(Dataset rows on where objects appear)
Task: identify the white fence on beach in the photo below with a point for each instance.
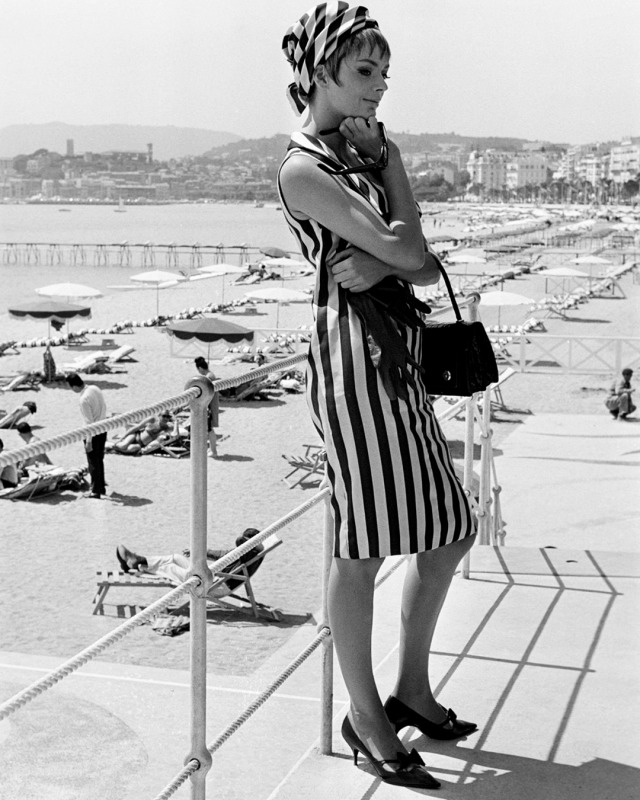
(543, 352)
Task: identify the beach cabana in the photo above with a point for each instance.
(69, 291)
(207, 331)
(160, 279)
(49, 310)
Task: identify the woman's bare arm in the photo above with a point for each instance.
(312, 193)
(358, 271)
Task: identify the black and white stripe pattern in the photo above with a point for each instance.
(314, 37)
(394, 487)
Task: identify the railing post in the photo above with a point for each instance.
(326, 722)
(199, 567)
(470, 406)
(484, 499)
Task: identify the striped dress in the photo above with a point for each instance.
(394, 489)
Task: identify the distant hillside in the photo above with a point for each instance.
(407, 142)
(274, 147)
(168, 141)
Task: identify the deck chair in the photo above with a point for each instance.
(6, 347)
(122, 353)
(310, 463)
(219, 595)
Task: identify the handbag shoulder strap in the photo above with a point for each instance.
(447, 282)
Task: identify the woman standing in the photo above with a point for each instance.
(213, 411)
(347, 199)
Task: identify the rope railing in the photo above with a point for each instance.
(35, 689)
(323, 634)
(108, 424)
(111, 423)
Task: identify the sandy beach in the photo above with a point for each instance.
(53, 546)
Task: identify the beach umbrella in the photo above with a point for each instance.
(49, 310)
(278, 295)
(589, 260)
(160, 279)
(221, 270)
(501, 299)
(209, 330)
(283, 262)
(562, 272)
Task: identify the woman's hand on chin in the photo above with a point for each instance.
(363, 134)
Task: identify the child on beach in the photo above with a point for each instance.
(619, 400)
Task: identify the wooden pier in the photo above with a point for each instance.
(146, 255)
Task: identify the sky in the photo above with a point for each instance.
(558, 70)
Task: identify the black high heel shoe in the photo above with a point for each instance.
(410, 771)
(401, 716)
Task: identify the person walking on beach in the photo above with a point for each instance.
(93, 409)
(213, 411)
(619, 400)
(347, 199)
(20, 413)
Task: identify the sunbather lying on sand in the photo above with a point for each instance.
(19, 413)
(175, 566)
(145, 432)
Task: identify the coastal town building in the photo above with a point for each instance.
(442, 169)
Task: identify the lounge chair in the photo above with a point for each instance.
(6, 347)
(44, 480)
(175, 446)
(90, 363)
(219, 595)
(310, 463)
(122, 353)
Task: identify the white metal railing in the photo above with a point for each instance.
(543, 352)
(197, 394)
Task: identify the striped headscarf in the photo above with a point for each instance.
(314, 37)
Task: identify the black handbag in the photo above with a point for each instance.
(457, 357)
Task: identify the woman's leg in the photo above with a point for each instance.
(425, 588)
(351, 587)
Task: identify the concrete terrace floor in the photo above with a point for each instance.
(539, 646)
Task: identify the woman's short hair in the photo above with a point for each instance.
(368, 39)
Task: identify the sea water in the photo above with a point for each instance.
(183, 224)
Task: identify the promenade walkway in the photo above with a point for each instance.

## YOUR INSTRUCTIONS
Copy each line above precisely, dropping the pictures.

## SOLUTION
Task: identify the white fence on beach in the photo below with a point for each instance.
(543, 352)
Task: identify the beach cabana in the photo above with a point for each instance.
(69, 291)
(207, 331)
(160, 279)
(49, 310)
Task: identify the woman's bare arm in the photo above with a point for each instance.
(312, 193)
(358, 271)
Task: identify the black and white stripe pattern in the photo above with a point for each instance.
(314, 37)
(394, 487)
Task: identify the railing post in the photo above with a point for each instance.
(326, 722)
(199, 567)
(470, 406)
(484, 499)
Task: identify the striped dress in the photo above with a point for each instance.
(394, 489)
Task: identify the distant hillside in the photo above with a point for each instance.
(407, 142)
(274, 147)
(168, 141)
Task: identify the deck chair in the photo above with a point for each instance.
(6, 347)
(122, 353)
(310, 463)
(219, 595)
Task: identify the handbag shoulder strap in the photo above with a point for each instance.
(447, 282)
Task: identify the woman standing in the photo above with a point for each instance.
(213, 411)
(347, 199)
Task: identify the rope railing in the photo above with a point for each instance.
(35, 689)
(323, 634)
(108, 424)
(111, 423)
Task: identify the sandy beach in the photo above with a point for each instance.
(53, 546)
Task: identify the beach umbrella in the photo above with a point for each instance.
(49, 310)
(278, 295)
(589, 260)
(160, 279)
(221, 270)
(501, 299)
(209, 330)
(283, 262)
(562, 272)
Task: identify the woman's hand on chin in the photo above with a point for each instance.
(363, 134)
Task: identify the child on beach in the photo above with a point for each instance.
(619, 400)
Task: identify the wooden pier in the photo above with a point for each instance.
(146, 255)
Task: identify the sky in the photo above with a point for each instance.
(558, 70)
Task: identify the black high heel shoe in the photo above with a point for each instance.
(410, 771)
(401, 716)
Task: identify the person walking on beach in the photo above with a point for each instance.
(93, 409)
(213, 411)
(619, 400)
(347, 199)
(20, 413)
Task: identify the sunbather lying on sand in the photo above with a point for each instance.
(19, 413)
(175, 566)
(145, 432)
Task: identify the coastal town building in the photo above with a point for each instance.
(442, 169)
Task: identify the lounge chair in the photo above with a point for each instance.
(6, 347)
(44, 480)
(175, 446)
(90, 363)
(219, 595)
(310, 463)
(122, 353)
Task: identify the white metal railing in the photo above with a point for each instance.
(543, 352)
(197, 394)
Task: identify the striped headscarf in the photo above with a point for each instance.
(314, 37)
Task: identify the black handbag in the photo above with a point for each instance.
(457, 357)
Task: identify the woman's leg in the photo above with a point for each instance.
(425, 588)
(351, 587)
Task: identify the concrete terrace floor in the photo above with a point for each instance.
(539, 646)
Task: identify the woman's short hair in the photo above with a point for each instance.
(368, 39)
Task: identify the sea water in the photo above with a point for each instance.
(183, 224)
Task: identify the promenade walkway in the photo above with a point for each instance.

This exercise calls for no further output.